··· DANE DO ZADANIA
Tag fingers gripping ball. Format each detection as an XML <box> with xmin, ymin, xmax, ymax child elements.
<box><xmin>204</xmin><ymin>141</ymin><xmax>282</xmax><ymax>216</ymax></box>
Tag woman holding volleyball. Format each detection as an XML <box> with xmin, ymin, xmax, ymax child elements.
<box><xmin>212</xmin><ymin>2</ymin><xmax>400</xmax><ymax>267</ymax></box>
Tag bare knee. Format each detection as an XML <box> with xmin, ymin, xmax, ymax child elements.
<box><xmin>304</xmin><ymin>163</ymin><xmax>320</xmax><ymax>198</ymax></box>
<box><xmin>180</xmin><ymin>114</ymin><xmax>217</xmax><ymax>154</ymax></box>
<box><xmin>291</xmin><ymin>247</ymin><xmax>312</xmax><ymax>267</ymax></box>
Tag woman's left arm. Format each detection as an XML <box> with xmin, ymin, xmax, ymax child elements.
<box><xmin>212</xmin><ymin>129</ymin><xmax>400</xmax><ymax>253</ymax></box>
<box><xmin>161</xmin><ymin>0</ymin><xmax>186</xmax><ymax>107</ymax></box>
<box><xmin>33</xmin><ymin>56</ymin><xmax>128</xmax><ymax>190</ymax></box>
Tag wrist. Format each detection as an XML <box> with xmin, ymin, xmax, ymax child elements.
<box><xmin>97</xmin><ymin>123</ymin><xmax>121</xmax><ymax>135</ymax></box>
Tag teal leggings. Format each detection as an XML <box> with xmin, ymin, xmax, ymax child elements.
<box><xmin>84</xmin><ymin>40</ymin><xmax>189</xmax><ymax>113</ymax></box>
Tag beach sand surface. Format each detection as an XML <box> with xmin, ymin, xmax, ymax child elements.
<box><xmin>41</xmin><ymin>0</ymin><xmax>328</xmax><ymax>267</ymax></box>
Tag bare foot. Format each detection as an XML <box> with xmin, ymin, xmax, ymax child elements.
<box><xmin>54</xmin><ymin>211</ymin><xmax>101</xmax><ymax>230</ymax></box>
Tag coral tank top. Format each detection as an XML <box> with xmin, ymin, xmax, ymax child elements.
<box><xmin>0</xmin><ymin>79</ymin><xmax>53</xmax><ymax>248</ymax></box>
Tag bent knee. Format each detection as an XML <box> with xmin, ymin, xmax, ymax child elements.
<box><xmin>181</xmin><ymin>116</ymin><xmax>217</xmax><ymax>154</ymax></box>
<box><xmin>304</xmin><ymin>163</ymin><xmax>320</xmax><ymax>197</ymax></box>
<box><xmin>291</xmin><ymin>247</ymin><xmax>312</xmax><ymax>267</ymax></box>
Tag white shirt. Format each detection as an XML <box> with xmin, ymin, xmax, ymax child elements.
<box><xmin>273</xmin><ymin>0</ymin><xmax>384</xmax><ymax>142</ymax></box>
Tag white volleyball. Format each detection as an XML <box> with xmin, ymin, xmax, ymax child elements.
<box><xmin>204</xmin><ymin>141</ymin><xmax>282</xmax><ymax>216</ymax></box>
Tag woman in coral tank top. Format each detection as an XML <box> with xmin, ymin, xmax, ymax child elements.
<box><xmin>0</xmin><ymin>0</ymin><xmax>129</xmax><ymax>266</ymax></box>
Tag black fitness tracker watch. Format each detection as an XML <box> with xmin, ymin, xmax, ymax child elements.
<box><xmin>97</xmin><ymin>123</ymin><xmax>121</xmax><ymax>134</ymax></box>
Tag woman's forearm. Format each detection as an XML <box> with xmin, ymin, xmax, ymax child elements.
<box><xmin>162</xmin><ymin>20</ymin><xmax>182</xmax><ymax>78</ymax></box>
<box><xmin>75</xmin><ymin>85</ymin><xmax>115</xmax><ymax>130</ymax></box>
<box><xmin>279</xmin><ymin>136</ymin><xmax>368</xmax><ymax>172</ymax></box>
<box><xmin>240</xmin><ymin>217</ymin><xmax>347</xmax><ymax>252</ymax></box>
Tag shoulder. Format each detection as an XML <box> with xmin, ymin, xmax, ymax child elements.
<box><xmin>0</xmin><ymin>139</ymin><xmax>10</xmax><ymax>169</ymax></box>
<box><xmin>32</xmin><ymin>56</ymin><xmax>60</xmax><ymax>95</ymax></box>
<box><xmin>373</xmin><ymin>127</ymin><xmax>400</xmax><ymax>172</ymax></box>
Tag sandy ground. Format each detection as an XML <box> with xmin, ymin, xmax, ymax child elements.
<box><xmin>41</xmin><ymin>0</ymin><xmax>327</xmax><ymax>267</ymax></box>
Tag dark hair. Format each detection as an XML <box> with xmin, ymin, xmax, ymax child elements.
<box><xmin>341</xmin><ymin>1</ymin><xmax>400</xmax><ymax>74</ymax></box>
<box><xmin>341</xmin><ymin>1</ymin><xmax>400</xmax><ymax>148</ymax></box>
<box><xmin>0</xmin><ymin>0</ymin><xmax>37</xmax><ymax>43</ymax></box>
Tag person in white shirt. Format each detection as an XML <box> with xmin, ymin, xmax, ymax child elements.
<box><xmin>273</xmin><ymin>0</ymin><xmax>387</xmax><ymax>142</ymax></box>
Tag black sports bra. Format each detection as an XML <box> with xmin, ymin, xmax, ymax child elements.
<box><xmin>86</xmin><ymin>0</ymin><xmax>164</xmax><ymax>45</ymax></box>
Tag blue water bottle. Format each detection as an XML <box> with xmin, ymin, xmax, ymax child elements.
······
CO NALEŻY ZROBIĆ: Podaj każdy wiersz z powyższych rekordów, w którym występuje słowo „tank”, przy czym wielkość liter ma znaczenie.

WYNIK PONIŻEJ:
Tag coral tank top. Format each detection as an XML <box> with xmin, ymin, xmax, ymax child elements.
Tag woman in coral tank top. Format each detection as an XML <box> with xmin, ymin, xmax, ymax child elements.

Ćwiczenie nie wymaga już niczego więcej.